---- Data supplied

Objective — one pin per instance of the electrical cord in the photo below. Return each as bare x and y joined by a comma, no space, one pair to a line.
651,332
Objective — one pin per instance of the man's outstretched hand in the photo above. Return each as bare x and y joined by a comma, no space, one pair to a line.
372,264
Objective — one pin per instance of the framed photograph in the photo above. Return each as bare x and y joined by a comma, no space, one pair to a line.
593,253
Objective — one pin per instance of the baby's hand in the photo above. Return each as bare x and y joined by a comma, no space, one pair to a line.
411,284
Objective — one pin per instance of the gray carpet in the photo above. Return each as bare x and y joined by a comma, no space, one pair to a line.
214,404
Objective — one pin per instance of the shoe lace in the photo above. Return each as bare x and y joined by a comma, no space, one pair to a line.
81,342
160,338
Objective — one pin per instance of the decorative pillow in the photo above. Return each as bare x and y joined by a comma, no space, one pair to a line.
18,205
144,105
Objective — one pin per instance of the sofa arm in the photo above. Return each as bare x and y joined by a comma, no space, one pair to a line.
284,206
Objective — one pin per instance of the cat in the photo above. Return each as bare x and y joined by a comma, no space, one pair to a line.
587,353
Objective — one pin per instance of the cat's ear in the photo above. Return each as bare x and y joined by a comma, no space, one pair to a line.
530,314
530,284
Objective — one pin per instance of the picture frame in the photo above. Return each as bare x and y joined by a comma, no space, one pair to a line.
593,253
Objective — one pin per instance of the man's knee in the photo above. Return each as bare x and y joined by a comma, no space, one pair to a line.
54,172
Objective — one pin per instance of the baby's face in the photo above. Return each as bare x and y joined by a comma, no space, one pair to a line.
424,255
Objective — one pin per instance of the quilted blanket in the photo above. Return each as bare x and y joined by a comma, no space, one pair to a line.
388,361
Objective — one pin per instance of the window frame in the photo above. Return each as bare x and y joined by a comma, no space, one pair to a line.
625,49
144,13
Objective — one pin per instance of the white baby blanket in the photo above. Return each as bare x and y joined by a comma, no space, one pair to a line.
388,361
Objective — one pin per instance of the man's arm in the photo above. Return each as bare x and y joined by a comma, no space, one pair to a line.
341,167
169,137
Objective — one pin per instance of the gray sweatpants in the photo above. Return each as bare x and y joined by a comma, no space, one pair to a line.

--------

* [What you have to do]:
Extract every one of the rows above and reproduce each line verbatim, keeping the original order.

* [Output]:
Objective — one pin per instance of the electrical cord in the photo below. Return each as bare x and y joined by a comma, no space, one pair to a line.
651,332
Objective — one pin per instance of the man's outstretched hand in the photo above. Return each as bare x and y joined by a comma, no space, one pair to a line.
372,264
Objective — one pin per instance of the framed photograph in the photo above. Return each as bare x and y joined by a comma, no space, one pair to a line.
593,253
Objective — one pin per instance of the baby's hand in the photo above. Return each as bare x and y joined by a comma, no space, one pair to a line.
411,284
Objective — one pin per instance of the gray carpet in the photo above. Return each as bare x and y joined by a comma, no space, one pair to a line.
214,404
Objective — one pin per instance of the shoe lace in the photo above. Return each as bare x and y joined by a comma, no space, one pair to a line.
81,342
160,338
Objective — one pin per instance of the decorative pillow in the photo above. Return each as bare x and y joined by a comma, no space, one pair to a line.
18,205
144,105
Objective — one pin per instance of the sofa arm in the photo above. Return each as bare x and y joined by a comma, no space, one pair to a line.
284,206
Objective — one pin per instance of the cat in the photo above. Return each as bare x and y joined by a comma, no space, one pair to a line.
587,353
Objective — one pin per instance of the cat's ear in the photo above. Return each as bare x and y joined by a comma, no space, one pair to a line.
530,314
530,284
Objective — one pin per instance of the picture frame in the photo above. Return each as bare x and y joined by a comma, no space, one pair to a line.
593,253
Objective — one pin per instance of the man's knee in the photo above. Return each as bare x and y joined by a comma, no space, one pair to a line.
54,172
Objective — one pin per instance of the baby's face in the photo above. Return each as bare x and y joined by a comma, no space, one pair to a line.
424,255
Objective — one pin per instance of the quilted blanket in the photo above. Return each as bare x and y joined by a comma, no space, one pair to a line.
388,361
Objective — one pin per instance of the window frame in the photo above. Return each as bare x and y joined by a comma, no space, one pair to a line.
625,49
144,13
Objective — one pin per instance of the white baby blanket in the photo above. Return each as bare x and y joined by a comma, no space, one pair to a line.
388,361
Objective — one pin per instance of the man's arm in the photo above. Return each as bare x and y joined by a comma, no space, one pair to a line.
341,167
169,137
Objective — one pin per instance of the gray sweatpants in the photo above. Return each as bare x and y joined by a comma, no space, one pair to a line.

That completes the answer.